§ **PROBLEM DETAILS**
Could every line of the data be printed exactly as it reads?

----------------

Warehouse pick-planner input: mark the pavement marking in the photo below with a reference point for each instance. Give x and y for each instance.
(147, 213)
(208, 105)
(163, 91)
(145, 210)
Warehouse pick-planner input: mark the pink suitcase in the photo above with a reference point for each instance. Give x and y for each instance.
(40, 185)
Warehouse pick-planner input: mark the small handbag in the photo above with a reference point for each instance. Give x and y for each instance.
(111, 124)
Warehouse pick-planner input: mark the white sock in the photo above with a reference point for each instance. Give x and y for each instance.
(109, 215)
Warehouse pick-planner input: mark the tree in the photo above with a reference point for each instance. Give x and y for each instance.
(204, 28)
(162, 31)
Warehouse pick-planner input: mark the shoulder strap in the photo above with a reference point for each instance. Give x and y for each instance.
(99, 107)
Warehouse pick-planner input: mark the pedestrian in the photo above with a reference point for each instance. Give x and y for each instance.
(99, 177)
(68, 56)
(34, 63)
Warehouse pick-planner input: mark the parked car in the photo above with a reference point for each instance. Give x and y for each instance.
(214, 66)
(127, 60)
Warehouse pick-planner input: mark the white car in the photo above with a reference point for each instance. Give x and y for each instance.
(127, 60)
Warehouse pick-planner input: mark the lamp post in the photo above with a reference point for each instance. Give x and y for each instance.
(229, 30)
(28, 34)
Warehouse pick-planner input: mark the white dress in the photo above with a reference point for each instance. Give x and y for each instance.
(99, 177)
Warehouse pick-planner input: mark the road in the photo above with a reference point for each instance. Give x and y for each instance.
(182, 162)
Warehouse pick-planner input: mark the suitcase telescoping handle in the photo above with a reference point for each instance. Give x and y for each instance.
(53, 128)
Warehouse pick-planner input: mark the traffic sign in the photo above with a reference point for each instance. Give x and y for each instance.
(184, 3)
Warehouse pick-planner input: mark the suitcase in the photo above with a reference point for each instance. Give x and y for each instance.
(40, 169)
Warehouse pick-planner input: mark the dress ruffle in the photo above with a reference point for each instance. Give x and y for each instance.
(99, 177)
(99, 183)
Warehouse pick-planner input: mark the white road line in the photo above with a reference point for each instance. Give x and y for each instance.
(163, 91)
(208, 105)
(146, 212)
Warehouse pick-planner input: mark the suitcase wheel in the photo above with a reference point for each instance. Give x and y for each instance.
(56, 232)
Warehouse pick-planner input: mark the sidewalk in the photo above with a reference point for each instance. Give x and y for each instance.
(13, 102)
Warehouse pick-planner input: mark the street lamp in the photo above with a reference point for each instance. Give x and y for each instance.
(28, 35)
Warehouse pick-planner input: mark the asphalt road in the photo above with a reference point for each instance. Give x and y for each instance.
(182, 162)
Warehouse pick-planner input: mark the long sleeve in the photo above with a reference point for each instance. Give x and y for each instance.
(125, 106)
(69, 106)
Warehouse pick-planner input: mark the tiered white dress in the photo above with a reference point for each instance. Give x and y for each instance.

----------------

§ **SOLUTION FOR THIS TASK**
Warehouse pick-planner input: mark the pavement marking in the photo below with a reference point for each instance. Give x and y for each instance.
(147, 213)
(208, 105)
(163, 91)
(145, 210)
Warehouse pick-planner input: mark the pink suitcase in the photo above with a reference point for each instance. Give x and y for each instance.
(40, 185)
Warehouse pick-planner input: mark the small handbag in the photo above with a reference point for each instance. Give x and y for each instance.
(111, 124)
Warehouse pick-planner input: mark the white sock in the photo above with a reference point for each instance. Give x and y for each instance.
(109, 215)
Warehouse pick-planner input: mark the tree in the photo above with a reference point for each instance. Give x and y for each instance.
(204, 28)
(162, 31)
Warehouse pick-planner input: mark the shoulder strap in the photo above with a reference point for each instance. Give x and y for each instance.
(99, 107)
Warehouse pick-planner input: mark the pedestrian in the photo above with a reference point for each instance. Give x and y for each instance.
(99, 177)
(68, 56)
(34, 63)
Warehouse pick-planner input: mark the parked car in the photo above with a reference point for each instance. Give x and y for each instance.
(214, 66)
(127, 60)
Warehouse pick-planner input: mark the white car in the photo above with a reference point for each instance. Give x and y for each instance.
(127, 60)
Warehouse pick-planner input: mark the lamp post in the photo above with a reference point for each instance. Give x and y for each instance.
(229, 30)
(28, 34)
Warehouse pick-planner input: mark the white dress in the photo above with a reference point for each instance. Give x and y for each instance.
(99, 177)
Warehouse pick-planner input: mark the road in the photo above with a reference point for each instance. Give x and y for each instance.
(182, 162)
Warehouse pick-planner input: mark the suitcase telescoping handle in the photo above with a reference point for each instance. Give x and y for each instance.
(53, 128)
Warehouse pick-planner input: mark the traffic sign in the photo above with a reference point for each instance. Give x and y for each instance.
(184, 3)
Warehouse pick-planner input: mark the suitcase in the photo above with a reference point for each instance. Give x and y for each instance.
(40, 169)
Warehouse pick-planner input: mark the dress ruffle in the photo above with a reference point for each instance. Give x and y for each instance.
(99, 177)
(99, 183)
Warehouse pick-planner input: mark the white road line in the photo above with a reference point for each instance. Give x and y for each instance.
(163, 91)
(208, 105)
(146, 212)
Warehouse pick-planner input: mark the suitcase wheel in the photo above with a reference point for each instance. Give x and y for each instance.
(56, 232)
Warehouse pick-planner input: mark the sidewalk in the photo above with a reference point for each instance. Give x and y for each instance.
(13, 102)
Warehouse pick-planner input: mark the street lamp in the photo above with a reference point for each instance. Give x and y for each instance.
(28, 35)
Warehouse pick-planner input: mark the asphalt road in the photo above with a reference point for each instance. Give x and y for each instance.
(182, 162)
Warehouse pick-planner input: mark the long sleeve in the photo above with a reference point for each instance. Give x and y for each instance.
(125, 106)
(69, 106)
Warehouse pick-planner input: mark the tiered white dress in the photo above with a reference point for each instance. Give x and y for each instance.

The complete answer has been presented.